### [GIVEN PASSAGE]

The party’s long-term goal? To throw families into chaos, thus making children loyal to the state rather than to their parents. To that end, children still living at home were told to keep a close eye on their parents and, if they criticized the regime, turn them in to the authorities. So now the young, after all, knew better than the old!
Almost one hundred years later, of course, the Soviet Union has collapsed. We don’t live in the shadow of the cold war; but threats lurk elsewhere. The legacies of this massive failed “experiment” are the ideas of sexual revolution that live on and wreak havoc in our own society today through legalized abortions (and the movement in favor of having them funded by the government), seemingly casual divorce (for the first time, in 2010 fewer than 50 percent of American adults were married), growing nonchalance about unwed pregnancy among teens, and, finally, the fevered attempts to extend the definition of marriage beyond “one man, one woman.” Not even the heirs of Marx and Lenin thought of going that far!Pull Up the Drawbridge
From our friends across the pond, the Brits, we long ago adopted the idea that “a man’s home is his castle.” Fine, so far as that goes, but we must remember this: Castles were built not as mansions or showcases to impress the neighbors but as fortresses that would provide protection from ruthless enemies. Not to sound paranoid (just realistic), but I believe that in America today, as in the Russia of 1917, the family has lots of enemies—not all of them clearly identifying themselves or riding up armed and mounted on a steed. So parents really do need to draw up the drawbridge against a widespread culture of vulgarity and violence. You don’t have a drawbridge? That’s fine, because you have something better—parental guidance. If you can monitor the influence the world has on your kids and fulfill your parental responsibility by acting as the filter representing traditional values, then you will be, in effect, keeping out any enemies threatening to take over your family.
When it comes to questionable influences, just where do you draw the line? Well, you could start with a simple premise about what’s beaming in on the airwaves: Much of it deserves to land squarely in the moat. But some stuff is worse than other stuff.
Not to give government a pass here (we’ll get to them), but I’d argue that pop music is often the worst culprit, with “reality TV” (talk about untruth in advertising) running a close second. Without parental guidance, an impressionable girl might learn that the way to succeed is to shed her innocence as early as possible. That means, for starters, that becoming recognized in the public eye as a talented young woman involves seminudity, plastic surgery, and maybe even a stripper pole. Also, posting naked pictures or a sex video on the Internet is a guarantee of instant attention.
This is, to some extent, just a contemporary exaggeration and exploitation of the old story of the teen years. Many girls, particularly those who don’t have a dad at home, believe that male approval in the form of a boyfriend is essential to existence. I don’t think any sane person who doesn’t live under a boulder would try to argue otherwise. Some boys sense this very well (hello!), pressuring girls to “get with the program.” One good message that did come out of feminism—that girls can write their own program instead of just trying to please boys—is now out the window among many young people, especially when dealing with their peers.

### [PROMPT]
Copy everything from "The party’s long-term" down to "than the old!" in the passage on parental guidance, word for word.

### [EXTRACTED ENTRIES]
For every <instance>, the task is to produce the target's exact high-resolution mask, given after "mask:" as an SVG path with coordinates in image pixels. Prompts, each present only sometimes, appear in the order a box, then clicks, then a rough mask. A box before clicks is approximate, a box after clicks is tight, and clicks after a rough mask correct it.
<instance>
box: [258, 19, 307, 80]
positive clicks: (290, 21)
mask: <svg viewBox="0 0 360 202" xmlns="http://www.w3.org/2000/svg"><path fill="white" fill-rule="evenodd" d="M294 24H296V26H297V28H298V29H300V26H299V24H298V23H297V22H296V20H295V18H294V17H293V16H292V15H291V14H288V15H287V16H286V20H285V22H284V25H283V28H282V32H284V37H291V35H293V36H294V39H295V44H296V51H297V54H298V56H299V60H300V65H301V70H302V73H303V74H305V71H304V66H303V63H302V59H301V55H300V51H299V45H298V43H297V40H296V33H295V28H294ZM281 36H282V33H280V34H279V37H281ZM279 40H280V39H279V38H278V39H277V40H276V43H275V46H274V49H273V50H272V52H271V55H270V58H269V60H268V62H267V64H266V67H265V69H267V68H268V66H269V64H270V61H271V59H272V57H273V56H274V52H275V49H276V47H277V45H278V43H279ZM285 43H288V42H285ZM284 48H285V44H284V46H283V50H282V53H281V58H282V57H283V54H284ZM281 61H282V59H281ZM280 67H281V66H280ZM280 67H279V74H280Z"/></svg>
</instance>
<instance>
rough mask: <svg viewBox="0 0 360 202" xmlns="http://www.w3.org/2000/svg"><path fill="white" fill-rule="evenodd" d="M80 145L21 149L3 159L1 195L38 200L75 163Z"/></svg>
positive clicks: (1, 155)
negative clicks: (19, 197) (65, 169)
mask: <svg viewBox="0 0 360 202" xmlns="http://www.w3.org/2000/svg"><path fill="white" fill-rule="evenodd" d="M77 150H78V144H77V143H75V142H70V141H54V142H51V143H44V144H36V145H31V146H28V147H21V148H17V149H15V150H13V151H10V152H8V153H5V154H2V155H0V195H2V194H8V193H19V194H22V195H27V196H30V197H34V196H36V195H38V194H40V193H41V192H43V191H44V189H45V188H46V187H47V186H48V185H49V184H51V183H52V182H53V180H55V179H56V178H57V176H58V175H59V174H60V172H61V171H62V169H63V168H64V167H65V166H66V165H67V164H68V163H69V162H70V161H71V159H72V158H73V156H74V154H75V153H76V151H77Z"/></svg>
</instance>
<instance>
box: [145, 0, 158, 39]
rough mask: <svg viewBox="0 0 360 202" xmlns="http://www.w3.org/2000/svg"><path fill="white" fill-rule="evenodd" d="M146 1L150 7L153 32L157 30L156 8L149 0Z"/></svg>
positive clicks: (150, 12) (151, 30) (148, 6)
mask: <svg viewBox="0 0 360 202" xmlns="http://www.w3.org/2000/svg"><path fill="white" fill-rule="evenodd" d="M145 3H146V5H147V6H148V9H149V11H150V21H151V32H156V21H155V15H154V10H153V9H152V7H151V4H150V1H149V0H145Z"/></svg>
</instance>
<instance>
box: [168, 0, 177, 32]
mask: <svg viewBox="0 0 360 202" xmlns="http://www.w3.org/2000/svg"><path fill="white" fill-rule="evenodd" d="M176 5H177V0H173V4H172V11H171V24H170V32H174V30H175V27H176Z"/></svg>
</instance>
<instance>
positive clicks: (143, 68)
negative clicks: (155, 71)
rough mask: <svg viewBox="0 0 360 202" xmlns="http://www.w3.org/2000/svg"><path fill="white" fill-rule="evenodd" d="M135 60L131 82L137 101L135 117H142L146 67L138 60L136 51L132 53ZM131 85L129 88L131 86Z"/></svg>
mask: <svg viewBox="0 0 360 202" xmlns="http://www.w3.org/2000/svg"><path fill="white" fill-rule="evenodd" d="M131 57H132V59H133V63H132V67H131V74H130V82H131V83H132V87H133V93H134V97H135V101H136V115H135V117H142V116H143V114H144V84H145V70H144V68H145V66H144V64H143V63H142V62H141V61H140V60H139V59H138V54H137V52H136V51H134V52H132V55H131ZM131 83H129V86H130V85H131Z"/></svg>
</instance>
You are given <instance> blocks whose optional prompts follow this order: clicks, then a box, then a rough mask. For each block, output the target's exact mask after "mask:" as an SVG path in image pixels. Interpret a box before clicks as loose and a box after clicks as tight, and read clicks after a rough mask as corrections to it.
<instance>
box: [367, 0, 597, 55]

### [RESULT]
The party’s long-term goal? To throw families into chaos, thus making children loyal to the state rather than to their parents. To that end, children still living at home were told to keep a close eye on their parents and, if they criticized the regime, turn them in to the authorities. So now the young, after all, knew better than the old!